"""
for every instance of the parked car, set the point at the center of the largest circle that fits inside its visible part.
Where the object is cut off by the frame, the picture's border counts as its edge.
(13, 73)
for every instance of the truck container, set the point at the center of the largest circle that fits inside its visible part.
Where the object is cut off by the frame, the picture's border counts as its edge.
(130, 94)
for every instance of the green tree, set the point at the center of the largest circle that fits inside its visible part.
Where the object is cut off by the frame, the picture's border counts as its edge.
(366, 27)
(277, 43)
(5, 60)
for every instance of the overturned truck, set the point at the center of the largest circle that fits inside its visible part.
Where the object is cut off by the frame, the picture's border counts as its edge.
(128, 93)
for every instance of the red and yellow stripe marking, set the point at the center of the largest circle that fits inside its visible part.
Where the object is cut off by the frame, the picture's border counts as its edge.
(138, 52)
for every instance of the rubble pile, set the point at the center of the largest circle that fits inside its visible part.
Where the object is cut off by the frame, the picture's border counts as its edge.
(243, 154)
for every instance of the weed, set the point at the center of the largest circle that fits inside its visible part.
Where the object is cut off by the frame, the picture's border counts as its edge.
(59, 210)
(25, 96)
"""
» TASK DIRECTIONS
Copy each line of the records verbatim.

» OUTPUT OF THE TASK
for every instance of the parked car, set the point at the center of the largest circle that fits inside its visible part.
Where the object is cut off by the frame, the picture's border counts as its edge.
(13, 73)
for every instance of the truck container, set the point at the center of the largest circle that fits inside its visible part.
Where the object is cut off by the frame, the picture's border counts as its edge.
(130, 94)
for every instance of the green tree, set the point at the center of the largest circle that fits inside its visible part.
Where the object is cut off by the frame, the picture's border counts as its edge.
(366, 27)
(277, 43)
(5, 60)
for every instance of the overturned truck, set the point at the center of the largest circle that fits inside its visible part.
Where the object is cut off by the frame, the picture's border counts as its edge.
(128, 93)
for every instance of the red and yellow stripe marking, set the point at the center of the largest circle that fits inside its visible part.
Where the object is cut off by the frame, the picture's border counts as its edge.
(138, 52)
for every instance of the rubble pile, set the point at the center of the largest circle that fits inside its visible part.
Where the object is cut off by the frame, the picture's border counts as its edge.
(243, 154)
for every instance of the weed, set the point at the center of the largest circle that fits inside its visible part.
Where the object is cut off by the frame, the picture's border counts as its edge.
(59, 210)
(25, 96)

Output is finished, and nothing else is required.